## Actions to take:
1. Retype the passage of the news release on the smoking-specific health survey that opens with the words containing "A new smoking-specific" and closes with "smokers who switch.".
2. In the news release on the smoking-specific health survey, which general health survey is said to have ceiling effects in surveys of healthy smokers?
3. Continue the news release on the smoking-specific health survey, starting after its last sentence.

News Release

New tool to evaluate next-generation tobacco and nicotine products

Peer-Reviewed Publication

R&D at British American Tobacco

A new smoking-specific survey has been developed that is much better than a currently available general health questionnaire at discriminating between different types of 'otherwise healthy' smokers. This test could be useful in determining the potential health impact of next generation tobacco and nicotine products on smokers who switch.

Health-related quality of life (HRQoL) is a measure of the day-to-day functioning and well-being of a person that is used to assess the effect of illness or injury over time. HRQoL measurements are important to public policy, because they reflect the short- and longer-term impact of health-related interventions, such as reducing or quitting smoking cigarettes.

HRQoL is best quantified using self-assessed personal questionnaires, a well-established procedure in population health surveys and clinical research. However, sometimes a statistical problem called a 'ceiling effect' can prevent questionnaires from detecting health related improvements in respondents who score at the top of the 'well' range to start with. The general health survey SF-36, for example, is widely used in clinical trials of smoking populations but is known to have ceiling effects in surveys of healthy smokers. This, alongside an absence of questions specific to smoking-related health within surveys such as SF-36, makes it more difficult to adequately differentiate between 'otherwise healthy' current, former and never smokers.

## Provided material:
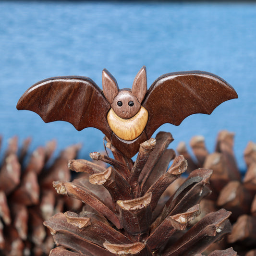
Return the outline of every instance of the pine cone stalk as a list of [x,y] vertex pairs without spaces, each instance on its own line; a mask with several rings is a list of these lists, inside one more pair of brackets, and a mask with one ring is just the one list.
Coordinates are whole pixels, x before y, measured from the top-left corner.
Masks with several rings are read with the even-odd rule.
[[[170,198],[163,195],[187,167],[183,156],[175,157],[167,149],[172,140],[171,134],[158,133],[156,139],[140,145],[134,163],[110,142],[107,147],[114,159],[90,154],[94,160],[110,164],[108,168],[82,159],[70,161],[69,167],[84,175],[72,182],[55,182],[53,186],[59,194],[85,205],[81,212],[59,213],[44,222],[57,246],[50,255],[200,255],[230,233],[231,212],[224,209],[191,227],[200,213],[198,204],[210,193],[211,170],[192,171]],[[226,252],[236,255],[231,249]]]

## Answers by item:
1.
A new smoking-specific survey has been developed that is much better than a currently available general health questionnaire at discriminating between different types of 'otherwise healthy' smokers. This test could be useful in determining the potential health impact of next generation tobacco and nicotine products on smokers who switch.

2. SF-36

3.
To accurately assess the impact on HRQoL of next generation tobacco and nicotine products, within the scope of public health, improvements are required to current methods of evaluation. Improvements would allow the questionnaires to reduce the ceiling effect, to better discriminate between types of smokers and to detect the effects caused by different products.

In collaboration with the world-leading expert on HRQoL, Professor John E. Ware Jr., founder and Chief Science Officer at John Ware Research Group Inc. and Professor at the University of Massachusetts Medical School, researchers at British American Tobacco have evaluated the Tobacco Quality of Life Impact Tool (TQoLIT). The TQoLIT is an improved HRQoL questionnaire that is designed to be more sensitive than general health surveys such as SF-36 at detecting HRQoL changes in current and former smokers.

TQoLIT is tailored to smoking-related research by including additional questions that focus on HRQoL attributed specifically to smoking. For example, one question asks how often smoking limited physical activities over the past month. Questions in TQoLIT also extend the range of measurement of perfect functional health. For instance, instead of just measuring the absence of limitations in physical activities, it also measures how easy it is to perform those physical activities.

The researchers used TQoLIT to assess otherwise healthy adult current and former smokers in a 6-month study that explored the effect of smokers switching to reduced toxicant prototype cigarettes. The results are published in Nicotine & Tobacco Research (doi 10.1093/ntr/ntv024).

The results show that TQoLIT is indeed much better than SF-36 at discriminating between former and current smokers because only 35% of respondents could not improve due to a ceiling effect in TQoLIT's measure of physical function, compared with 59% in SF-36 survey.

'Our results show that increasing the measurement range to include higher levels of HRQoL, and including impact questions with specific attribution to smoking, are essential in evaluating changes in HRQoL among otherwise healthy smokers,' says Ware.

The researchers also found that new smoking specific-impact measures in TQoLIT enabled detection of significant HRQoL changes in smokers who switched to a reduced toxicant prototype cigarette.